-------- DATASET RECORDS

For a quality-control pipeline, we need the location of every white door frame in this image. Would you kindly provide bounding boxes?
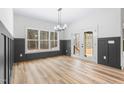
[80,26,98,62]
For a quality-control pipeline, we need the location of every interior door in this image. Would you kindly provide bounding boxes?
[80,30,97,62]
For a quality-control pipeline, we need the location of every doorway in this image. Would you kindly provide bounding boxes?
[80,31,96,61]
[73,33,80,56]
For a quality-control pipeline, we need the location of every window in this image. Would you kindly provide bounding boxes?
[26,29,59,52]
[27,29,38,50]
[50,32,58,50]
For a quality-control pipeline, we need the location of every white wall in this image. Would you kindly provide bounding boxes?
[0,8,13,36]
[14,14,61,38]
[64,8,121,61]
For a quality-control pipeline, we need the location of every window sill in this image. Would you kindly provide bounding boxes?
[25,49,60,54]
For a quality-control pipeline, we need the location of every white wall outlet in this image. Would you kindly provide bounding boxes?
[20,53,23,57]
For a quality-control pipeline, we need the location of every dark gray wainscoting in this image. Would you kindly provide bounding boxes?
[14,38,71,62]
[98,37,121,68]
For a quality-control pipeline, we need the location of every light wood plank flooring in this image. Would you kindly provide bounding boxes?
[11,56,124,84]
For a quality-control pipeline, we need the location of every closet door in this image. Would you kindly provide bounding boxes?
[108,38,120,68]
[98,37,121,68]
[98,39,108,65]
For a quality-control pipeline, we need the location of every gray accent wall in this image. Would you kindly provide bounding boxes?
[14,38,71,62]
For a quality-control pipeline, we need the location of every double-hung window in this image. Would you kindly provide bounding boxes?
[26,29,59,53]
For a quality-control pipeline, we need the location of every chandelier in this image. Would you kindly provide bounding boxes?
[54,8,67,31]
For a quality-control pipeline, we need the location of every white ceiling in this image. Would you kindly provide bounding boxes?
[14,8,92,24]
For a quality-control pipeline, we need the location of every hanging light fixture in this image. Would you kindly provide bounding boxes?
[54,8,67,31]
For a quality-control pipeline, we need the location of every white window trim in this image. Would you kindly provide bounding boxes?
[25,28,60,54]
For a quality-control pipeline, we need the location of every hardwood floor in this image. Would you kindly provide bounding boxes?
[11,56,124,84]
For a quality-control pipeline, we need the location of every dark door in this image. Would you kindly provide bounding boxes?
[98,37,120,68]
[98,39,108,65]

----------------
-------- DATASET RECORDS

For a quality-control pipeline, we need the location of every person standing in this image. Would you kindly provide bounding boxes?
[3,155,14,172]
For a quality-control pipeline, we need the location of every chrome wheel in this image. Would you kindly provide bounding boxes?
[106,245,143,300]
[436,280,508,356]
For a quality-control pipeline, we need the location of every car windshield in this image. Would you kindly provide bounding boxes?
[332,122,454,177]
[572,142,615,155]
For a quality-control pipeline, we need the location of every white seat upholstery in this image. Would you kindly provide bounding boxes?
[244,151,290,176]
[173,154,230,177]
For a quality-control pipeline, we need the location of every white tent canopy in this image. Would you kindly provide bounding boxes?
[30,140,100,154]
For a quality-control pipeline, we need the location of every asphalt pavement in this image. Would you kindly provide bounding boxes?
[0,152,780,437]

----------------
-------- DATASET RECORDS

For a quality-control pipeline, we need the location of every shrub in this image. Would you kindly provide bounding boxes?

----------------

EXERCISE GOAL: Reproduce everything from the line containing "every white door" down to the line containing "[50,32,58,50]", replacing "bounding boxes" with "box coordinates" and leaving all other wording unchanged. Omit the pictures from your answer.

FINAL ANSWER:
For a quality-control pipeline, we need the location of every white door frame in this image. Would you kindly provide box coordinates?
[80,26,98,62]
For a quality-control pipeline, we need the location of every interior door in this image. Would you kindly provide box coordinates?
[80,30,97,62]
For a quality-control pipeline, we need the location of every doorway in this image. Would you kindly provide box coordinates?
[80,31,96,61]
[73,33,80,56]
For a quality-control pipeline, we need the location of every window in this image. Would you kindly provide box coordinates?
[26,29,59,52]
[27,29,38,50]
[50,32,58,50]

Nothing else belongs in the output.